#### Dataset records ####

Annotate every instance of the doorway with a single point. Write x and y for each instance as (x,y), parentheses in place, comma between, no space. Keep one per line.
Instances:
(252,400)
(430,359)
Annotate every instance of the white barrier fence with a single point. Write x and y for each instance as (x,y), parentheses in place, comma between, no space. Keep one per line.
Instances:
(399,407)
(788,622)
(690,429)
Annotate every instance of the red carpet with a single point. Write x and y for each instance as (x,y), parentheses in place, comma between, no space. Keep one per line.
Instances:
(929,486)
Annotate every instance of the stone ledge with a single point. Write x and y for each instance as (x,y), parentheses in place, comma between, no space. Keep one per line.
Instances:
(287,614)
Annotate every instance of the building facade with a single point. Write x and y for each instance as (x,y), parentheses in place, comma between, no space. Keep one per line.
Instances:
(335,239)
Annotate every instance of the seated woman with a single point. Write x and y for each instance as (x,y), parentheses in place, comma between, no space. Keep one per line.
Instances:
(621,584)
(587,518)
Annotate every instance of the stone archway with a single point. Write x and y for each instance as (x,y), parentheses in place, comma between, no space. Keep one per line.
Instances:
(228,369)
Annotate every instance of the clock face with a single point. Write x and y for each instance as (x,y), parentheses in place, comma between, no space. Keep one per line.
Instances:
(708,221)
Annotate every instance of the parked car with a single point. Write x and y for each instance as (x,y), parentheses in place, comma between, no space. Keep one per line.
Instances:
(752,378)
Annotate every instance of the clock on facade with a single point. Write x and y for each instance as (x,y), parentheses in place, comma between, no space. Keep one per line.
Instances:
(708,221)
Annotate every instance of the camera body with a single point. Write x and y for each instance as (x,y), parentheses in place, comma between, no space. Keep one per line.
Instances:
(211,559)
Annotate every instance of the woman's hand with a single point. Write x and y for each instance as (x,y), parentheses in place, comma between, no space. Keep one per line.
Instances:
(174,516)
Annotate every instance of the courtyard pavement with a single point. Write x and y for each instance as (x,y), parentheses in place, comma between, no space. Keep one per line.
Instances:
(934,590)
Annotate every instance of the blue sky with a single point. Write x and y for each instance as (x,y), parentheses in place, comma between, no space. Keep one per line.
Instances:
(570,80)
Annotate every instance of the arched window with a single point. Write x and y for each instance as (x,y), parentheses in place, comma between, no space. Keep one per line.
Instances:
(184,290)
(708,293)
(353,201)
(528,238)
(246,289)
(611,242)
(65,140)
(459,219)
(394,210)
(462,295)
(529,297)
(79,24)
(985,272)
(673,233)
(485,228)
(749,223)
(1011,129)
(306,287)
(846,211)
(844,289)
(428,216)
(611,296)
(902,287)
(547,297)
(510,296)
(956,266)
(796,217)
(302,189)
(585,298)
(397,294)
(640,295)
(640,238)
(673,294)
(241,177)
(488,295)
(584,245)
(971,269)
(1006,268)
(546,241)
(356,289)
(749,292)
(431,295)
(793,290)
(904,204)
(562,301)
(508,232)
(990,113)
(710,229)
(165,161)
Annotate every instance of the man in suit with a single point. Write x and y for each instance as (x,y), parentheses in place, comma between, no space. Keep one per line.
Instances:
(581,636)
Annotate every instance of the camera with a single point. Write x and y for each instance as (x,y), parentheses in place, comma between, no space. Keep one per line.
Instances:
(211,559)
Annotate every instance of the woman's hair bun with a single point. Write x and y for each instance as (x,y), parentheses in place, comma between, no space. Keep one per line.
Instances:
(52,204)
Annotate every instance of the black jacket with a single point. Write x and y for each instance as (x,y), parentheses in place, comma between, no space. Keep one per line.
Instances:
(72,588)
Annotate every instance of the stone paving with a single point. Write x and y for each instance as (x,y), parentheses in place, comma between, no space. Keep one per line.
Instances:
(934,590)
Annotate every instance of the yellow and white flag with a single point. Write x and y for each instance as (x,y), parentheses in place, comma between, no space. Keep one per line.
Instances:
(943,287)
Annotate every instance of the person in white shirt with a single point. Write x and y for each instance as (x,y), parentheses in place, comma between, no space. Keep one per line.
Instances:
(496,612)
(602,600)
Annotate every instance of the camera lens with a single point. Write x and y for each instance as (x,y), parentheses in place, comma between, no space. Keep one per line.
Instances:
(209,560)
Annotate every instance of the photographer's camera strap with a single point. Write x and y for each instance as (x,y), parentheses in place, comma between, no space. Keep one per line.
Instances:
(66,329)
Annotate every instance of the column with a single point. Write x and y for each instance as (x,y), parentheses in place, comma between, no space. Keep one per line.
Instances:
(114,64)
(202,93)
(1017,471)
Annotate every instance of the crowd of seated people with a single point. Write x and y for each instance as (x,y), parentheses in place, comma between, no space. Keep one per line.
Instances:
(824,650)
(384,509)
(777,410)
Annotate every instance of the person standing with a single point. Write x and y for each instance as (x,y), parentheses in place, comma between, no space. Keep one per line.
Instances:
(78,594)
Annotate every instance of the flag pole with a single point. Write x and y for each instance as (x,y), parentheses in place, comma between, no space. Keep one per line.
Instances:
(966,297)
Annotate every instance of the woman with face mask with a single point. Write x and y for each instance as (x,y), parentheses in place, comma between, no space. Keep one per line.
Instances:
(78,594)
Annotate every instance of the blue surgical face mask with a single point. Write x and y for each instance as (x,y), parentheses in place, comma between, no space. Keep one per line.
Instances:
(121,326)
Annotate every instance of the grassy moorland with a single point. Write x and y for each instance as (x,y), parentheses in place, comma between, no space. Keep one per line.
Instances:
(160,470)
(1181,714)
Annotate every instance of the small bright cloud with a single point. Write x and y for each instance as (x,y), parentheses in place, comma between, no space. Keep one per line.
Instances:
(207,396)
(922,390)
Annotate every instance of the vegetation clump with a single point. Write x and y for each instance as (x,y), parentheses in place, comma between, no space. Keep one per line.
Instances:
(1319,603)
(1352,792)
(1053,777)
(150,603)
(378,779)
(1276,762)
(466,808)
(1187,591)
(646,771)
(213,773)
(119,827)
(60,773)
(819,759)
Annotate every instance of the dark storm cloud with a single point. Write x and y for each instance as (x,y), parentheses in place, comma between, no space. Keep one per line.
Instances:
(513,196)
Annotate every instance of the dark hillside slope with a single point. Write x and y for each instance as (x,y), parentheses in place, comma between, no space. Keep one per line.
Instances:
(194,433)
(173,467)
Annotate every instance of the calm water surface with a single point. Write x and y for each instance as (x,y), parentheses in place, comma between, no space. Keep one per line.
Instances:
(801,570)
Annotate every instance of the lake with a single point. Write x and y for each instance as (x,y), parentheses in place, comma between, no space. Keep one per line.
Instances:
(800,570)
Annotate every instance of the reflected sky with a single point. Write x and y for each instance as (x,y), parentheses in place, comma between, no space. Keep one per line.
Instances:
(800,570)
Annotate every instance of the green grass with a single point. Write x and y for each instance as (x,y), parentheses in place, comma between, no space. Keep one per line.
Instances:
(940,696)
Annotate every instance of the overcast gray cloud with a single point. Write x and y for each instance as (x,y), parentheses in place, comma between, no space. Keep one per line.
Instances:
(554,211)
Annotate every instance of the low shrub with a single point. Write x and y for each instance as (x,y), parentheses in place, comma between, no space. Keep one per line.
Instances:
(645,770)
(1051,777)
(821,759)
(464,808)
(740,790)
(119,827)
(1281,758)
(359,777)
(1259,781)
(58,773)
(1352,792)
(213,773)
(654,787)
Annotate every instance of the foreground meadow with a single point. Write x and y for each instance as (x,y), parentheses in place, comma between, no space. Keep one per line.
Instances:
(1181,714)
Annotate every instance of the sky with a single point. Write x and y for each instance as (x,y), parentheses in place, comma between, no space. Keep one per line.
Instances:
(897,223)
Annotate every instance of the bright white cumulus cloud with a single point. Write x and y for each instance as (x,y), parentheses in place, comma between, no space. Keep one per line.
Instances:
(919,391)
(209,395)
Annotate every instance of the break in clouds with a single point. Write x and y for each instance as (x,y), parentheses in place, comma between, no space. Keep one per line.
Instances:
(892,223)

####

**Work to do:**
Reproduce the lines of the entries above exactly, but only from the line containing "Annotate every instance of the green" through the final line.

**Complete answer:**
Annotate every instance of the green grass with a single point. Write x and y for each instance as (x,y), parentheses in place, comma between, no space. Keep one per line.
Instances:
(940,696)
Annotate every instance of the overcast gray cloud with a single point. Write x and y for each instance as (x,y), parentheses in place, comma between, no space. Keep one per line.
Instances:
(554,211)
Annotate every instance of the low shrub with a single point. Write x and y for each instance as (x,y), parentheses in place, comma between, no space. Keep one per line.
Instances:
(645,770)
(1051,777)
(821,759)
(464,808)
(740,790)
(119,827)
(1281,758)
(359,777)
(1259,781)
(58,773)
(1352,792)
(213,773)
(654,787)
Annotate every instance of the foreground meadow with a single point. Write x and y for each instance as (x,y), parentheses in place, comma between, no space. Keep one per line.
Instances:
(1181,714)
Annotate every instance of the sky with a single point. Write x and y for each instance as (x,y), parentheses in place, comma between, no space. Keep one per line.
Instances:
(897,223)
Annotate every instance of the bright white cumulus cloud with a single point. Write x and y for each instance as (x,y), parentheses in place, comma between, no space. Keep one per line.
Instances:
(919,391)
(209,395)
Annotate every instance of the break in clouds with a single point. Write x and y for each instance as (x,y), parentheses in place, comma between, no space. Keep one per line.
Instances:
(892,223)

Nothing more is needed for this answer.